** PASSAGE SHOWN follows **

November 15, 2012

Marla Esan, Tax & Business Services Director, Quoted in Long Island Business News Article "Tax Deductions for Firms Donating to Employees"

Long Island Business News

By Claude Solnik

Marla Esan, Tax & Business Services Director, Quoted in Long Island Business News Article "Tax Deductions for Firms Donating to Employees"

Excerpt:

Tax laws allow companies and business owners to claim deductions by helping their own employees in federally declared disaster zones.

In fact, the deductions are similar to those donors qualify for when they send money or other contributions to charities such as the American Red Cross.

Companies can get tax deductions for money given directly to employees in federal disaster zones through what’s known as ”Qualified Disaster Relief Payments.” In addition, the contributions are not considered taxable income for the employees.

”There has been a tremendous outpouring of generosity. People are going into their pocket and paying cash,” said Marla Esan, a senior tax manager at Marcum. ”We’re trying to direct them to do it through a qualified charity” in order to obtain a tax deduction.

She said donors may want to look for organizations whose mission is aligned with a particular neighborhood or region ”and see if they’re raising funds to help in that community.”

Esan said she provided a list of organizations focused on Lindenhurst to a client seeking to donate $100,000 to help that region following the storm.

”This could be in any area,” Esan said. ”You want an organization whose mission is aligned to those areas.”

** End of PASSAGE SHOWN **

# ACTIVITY
Can you copy out, word for word, the part of the disaster-deduction article starting at "Companies can get" and ending at "for the employees."?

** DATA PROVIDED follows **

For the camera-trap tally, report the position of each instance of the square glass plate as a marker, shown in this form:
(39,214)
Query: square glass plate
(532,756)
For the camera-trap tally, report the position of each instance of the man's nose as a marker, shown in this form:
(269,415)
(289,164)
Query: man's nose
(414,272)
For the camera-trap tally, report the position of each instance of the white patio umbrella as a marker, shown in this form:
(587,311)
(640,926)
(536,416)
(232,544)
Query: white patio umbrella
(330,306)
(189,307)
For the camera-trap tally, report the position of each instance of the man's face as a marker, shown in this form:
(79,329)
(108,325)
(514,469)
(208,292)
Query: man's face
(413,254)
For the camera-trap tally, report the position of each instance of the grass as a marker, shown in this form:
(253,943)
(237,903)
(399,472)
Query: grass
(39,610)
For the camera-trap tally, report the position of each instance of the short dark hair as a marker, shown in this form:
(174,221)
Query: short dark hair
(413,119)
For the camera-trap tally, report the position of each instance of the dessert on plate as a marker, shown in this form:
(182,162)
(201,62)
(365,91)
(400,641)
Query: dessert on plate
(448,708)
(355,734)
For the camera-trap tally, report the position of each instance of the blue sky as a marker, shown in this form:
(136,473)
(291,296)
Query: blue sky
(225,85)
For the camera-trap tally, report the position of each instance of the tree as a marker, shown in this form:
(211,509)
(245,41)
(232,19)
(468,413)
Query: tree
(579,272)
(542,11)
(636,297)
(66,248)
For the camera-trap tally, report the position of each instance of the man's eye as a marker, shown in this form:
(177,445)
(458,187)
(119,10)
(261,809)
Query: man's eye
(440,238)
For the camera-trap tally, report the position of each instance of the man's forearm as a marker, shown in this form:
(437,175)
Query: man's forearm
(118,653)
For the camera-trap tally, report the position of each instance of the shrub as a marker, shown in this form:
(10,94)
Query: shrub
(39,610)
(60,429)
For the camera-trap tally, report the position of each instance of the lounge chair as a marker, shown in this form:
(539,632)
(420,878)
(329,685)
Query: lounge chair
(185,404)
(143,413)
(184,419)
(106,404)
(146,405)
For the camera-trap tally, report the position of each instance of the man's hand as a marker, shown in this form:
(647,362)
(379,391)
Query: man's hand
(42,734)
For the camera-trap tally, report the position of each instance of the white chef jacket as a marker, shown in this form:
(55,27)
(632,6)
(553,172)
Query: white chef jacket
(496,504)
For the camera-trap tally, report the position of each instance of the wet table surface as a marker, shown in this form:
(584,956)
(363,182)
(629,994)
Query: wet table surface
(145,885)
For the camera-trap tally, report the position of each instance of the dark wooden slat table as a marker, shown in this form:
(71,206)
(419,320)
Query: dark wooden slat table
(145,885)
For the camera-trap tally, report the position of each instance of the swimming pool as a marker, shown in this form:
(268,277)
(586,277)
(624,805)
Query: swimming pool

** End of DATA PROVIDED **

# TASK OUTPUT
Companies can get tax deductions for money given directly to employees in federal disaster zones through what’s known as ”Qualified Disaster Relief Payments.” In addition, the contributions are not considered taxable income for the employees.